### What is expected
From the entries that follow, list every line in which the string "navy" appears.

====== Material provided

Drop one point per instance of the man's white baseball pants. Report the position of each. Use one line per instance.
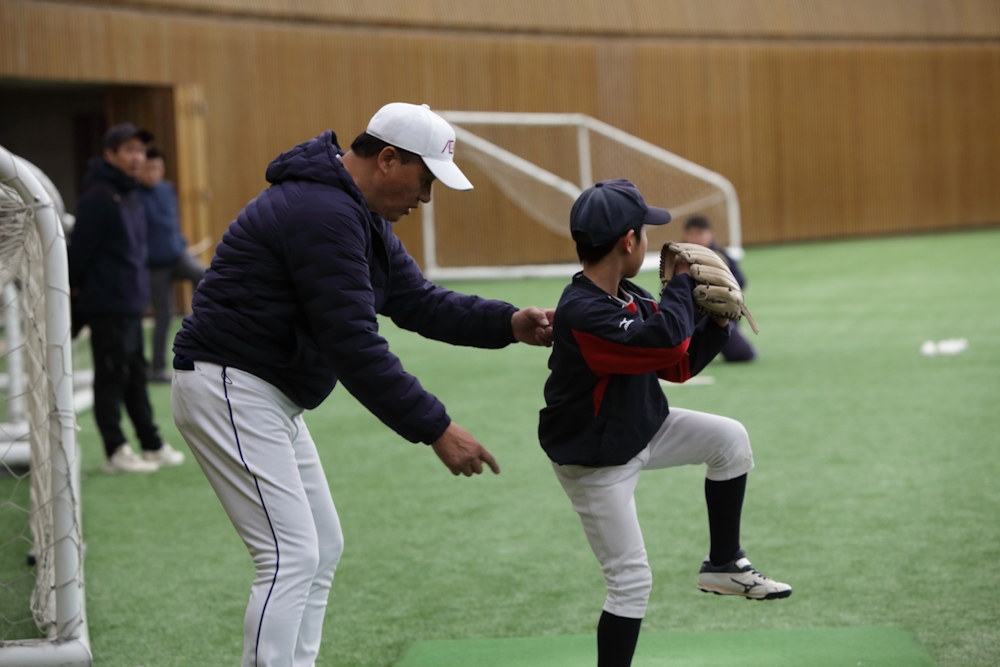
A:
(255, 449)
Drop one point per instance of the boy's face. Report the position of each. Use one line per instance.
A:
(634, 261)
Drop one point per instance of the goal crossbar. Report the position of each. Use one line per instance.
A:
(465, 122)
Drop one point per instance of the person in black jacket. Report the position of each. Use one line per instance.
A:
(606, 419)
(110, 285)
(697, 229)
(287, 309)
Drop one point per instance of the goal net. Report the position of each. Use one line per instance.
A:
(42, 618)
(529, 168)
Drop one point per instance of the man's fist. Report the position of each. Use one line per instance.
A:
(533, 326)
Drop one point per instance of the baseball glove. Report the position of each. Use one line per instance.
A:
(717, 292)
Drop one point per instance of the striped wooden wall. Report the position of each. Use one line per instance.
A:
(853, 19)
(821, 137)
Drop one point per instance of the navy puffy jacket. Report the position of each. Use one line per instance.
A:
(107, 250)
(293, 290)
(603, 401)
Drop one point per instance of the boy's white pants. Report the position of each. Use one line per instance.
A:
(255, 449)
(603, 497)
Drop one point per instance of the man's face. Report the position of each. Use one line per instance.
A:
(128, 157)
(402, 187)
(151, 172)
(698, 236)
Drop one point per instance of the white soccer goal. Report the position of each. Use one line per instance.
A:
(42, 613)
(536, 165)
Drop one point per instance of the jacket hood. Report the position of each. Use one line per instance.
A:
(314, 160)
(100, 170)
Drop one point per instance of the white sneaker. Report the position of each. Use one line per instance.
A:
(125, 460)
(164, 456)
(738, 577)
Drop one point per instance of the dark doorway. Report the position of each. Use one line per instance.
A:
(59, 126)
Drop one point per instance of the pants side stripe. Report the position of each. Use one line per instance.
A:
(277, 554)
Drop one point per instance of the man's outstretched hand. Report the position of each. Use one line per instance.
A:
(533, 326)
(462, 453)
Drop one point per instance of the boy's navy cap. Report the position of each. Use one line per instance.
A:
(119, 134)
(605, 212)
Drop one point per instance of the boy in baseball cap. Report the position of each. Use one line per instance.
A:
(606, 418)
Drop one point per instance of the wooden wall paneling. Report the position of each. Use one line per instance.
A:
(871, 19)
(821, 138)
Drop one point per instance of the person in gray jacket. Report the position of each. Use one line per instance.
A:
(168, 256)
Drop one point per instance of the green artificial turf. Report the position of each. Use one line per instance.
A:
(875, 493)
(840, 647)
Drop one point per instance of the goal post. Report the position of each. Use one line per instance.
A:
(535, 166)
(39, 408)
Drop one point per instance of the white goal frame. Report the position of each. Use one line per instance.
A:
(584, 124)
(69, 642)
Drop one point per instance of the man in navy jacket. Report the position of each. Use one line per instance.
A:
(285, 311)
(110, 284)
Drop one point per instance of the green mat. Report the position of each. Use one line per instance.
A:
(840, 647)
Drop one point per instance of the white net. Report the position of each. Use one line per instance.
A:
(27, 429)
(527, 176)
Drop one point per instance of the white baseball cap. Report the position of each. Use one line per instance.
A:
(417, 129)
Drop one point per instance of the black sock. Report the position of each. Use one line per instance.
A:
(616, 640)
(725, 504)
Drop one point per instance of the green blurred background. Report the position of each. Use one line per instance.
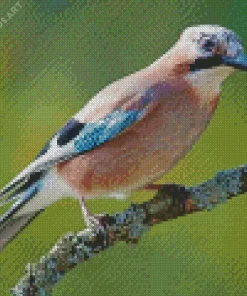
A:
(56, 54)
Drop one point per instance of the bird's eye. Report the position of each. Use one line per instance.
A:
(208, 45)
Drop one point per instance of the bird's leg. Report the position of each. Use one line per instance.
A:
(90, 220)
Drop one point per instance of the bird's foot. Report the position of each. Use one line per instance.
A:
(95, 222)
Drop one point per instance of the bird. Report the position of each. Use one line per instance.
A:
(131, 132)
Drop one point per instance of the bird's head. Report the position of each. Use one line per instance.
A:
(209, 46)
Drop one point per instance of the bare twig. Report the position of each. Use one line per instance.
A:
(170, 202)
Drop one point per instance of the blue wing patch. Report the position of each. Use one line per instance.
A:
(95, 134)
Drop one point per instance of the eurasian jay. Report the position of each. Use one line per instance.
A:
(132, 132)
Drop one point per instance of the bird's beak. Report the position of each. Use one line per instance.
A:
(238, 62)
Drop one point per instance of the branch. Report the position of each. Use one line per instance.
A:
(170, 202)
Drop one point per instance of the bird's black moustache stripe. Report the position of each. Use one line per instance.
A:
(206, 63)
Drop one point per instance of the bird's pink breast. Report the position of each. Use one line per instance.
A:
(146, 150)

============

### Answer to this exercise
Drop one point per instance of the navy puffy jacket. Report the position of each. Use one line per instance.
Drop one point per instance of the boy's navy cap. Report the position of each. Use one line per instance.
Drop one point per instance of the man in navy jacket. Report the position of each. Use one line per instance.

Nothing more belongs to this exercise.